==== INPUT ROWS ====

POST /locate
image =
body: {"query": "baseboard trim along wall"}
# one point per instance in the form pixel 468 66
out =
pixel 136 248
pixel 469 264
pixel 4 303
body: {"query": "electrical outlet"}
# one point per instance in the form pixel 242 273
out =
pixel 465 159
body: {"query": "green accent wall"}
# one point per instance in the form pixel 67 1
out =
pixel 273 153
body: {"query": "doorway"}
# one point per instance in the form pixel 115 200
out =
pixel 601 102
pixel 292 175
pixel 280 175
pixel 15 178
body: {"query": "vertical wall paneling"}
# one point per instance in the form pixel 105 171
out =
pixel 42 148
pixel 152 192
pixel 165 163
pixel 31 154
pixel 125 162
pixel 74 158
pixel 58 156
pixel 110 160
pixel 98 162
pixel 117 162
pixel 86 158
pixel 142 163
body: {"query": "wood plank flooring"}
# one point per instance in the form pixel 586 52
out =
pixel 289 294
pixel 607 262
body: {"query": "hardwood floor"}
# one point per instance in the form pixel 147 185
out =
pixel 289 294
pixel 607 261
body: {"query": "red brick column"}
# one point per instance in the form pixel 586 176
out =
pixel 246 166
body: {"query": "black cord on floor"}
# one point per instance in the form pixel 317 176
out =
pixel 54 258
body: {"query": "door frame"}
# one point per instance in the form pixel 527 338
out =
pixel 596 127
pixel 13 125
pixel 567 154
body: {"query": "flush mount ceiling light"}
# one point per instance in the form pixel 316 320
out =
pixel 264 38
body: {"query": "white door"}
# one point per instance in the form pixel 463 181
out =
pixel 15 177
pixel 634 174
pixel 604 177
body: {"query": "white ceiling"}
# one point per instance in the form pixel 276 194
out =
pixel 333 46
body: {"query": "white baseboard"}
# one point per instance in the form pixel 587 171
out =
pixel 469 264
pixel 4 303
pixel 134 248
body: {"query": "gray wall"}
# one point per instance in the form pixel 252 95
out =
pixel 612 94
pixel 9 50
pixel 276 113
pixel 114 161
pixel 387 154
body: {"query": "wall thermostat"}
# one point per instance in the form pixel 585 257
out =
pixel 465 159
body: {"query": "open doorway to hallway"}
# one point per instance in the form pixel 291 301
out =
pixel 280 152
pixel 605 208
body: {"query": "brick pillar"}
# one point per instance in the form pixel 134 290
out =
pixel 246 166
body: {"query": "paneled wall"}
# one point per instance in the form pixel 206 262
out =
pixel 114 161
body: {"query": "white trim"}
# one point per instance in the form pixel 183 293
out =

====

Repeat all of the rows above verbatim, keeping every line unchanged and in the same order.

POST /locate
image =
body: {"query": "baseboard trim along wall"}
# one point per instance in the form pixel 468 66
out =
pixel 136 248
pixel 469 264
pixel 4 303
body: {"query": "electrical outlet"}
# one point per instance in the form pixel 242 273
out =
pixel 465 159
body: {"query": "green accent wall"}
# one point per instance in the form pixel 67 1
out =
pixel 273 153
body: {"query": "doorway"}
# one point per instance in the form pixel 115 200
out =
pixel 601 102
pixel 292 175
pixel 280 175
pixel 15 178
body: {"query": "vertical wall paneling"}
# one point per instance in the form pixel 105 171
out =
pixel 42 148
pixel 152 192
pixel 165 163
pixel 31 154
pixel 125 162
pixel 74 158
pixel 58 156
pixel 110 160
pixel 98 162
pixel 117 162
pixel 86 158
pixel 142 163
body: {"query": "wood plank flooring"}
# one point per instance in the form pixel 586 52
out =
pixel 289 294
pixel 607 262
body: {"query": "hardwood floor"}
# one point per instance in the form pixel 147 185
out =
pixel 289 294
pixel 607 261
body: {"query": "red brick column"}
# one point per instance in the form pixel 586 176
out =
pixel 246 166
body: {"query": "black cord on floor"}
# one point per instance in the form pixel 317 176
out =
pixel 54 258
body: {"query": "door frame"}
# one point per instance in the form pixel 527 338
out =
pixel 596 127
pixel 13 125
pixel 567 154
body: {"query": "flush mount ceiling light"}
# one point per instance in the form pixel 316 320
out =
pixel 264 38
body: {"query": "white door"}
# one point per instance in the form pixel 463 181
out =
pixel 15 177
pixel 634 174
pixel 604 177
body: {"query": "white ceiling"}
# one point per instance in the form pixel 276 194
out =
pixel 333 46
body: {"query": "white baseboard"}
# one point per instance in the form pixel 587 171
out =
pixel 469 264
pixel 4 303
pixel 134 248
body: {"query": "gray wall"}
# one point per instance in the form pixel 252 95
out =
pixel 612 94
pixel 9 50
pixel 276 113
pixel 114 161
pixel 387 154
body: {"query": "wall thermostat"}
# one point per instance in the form pixel 585 257
out =
pixel 465 159
body: {"query": "open doorway to hallway"}
# one point per instance in the form pixel 291 301
out =
pixel 280 152
pixel 605 208
body: {"query": "brick pillar"}
# one point per instance in the form pixel 134 290
out =
pixel 246 166
body: {"query": "paneled wall"}
# one point per instance in the form pixel 206 262
out =
pixel 114 161
body: {"query": "white trim"}
# one point per instance in the form pixel 183 293
out =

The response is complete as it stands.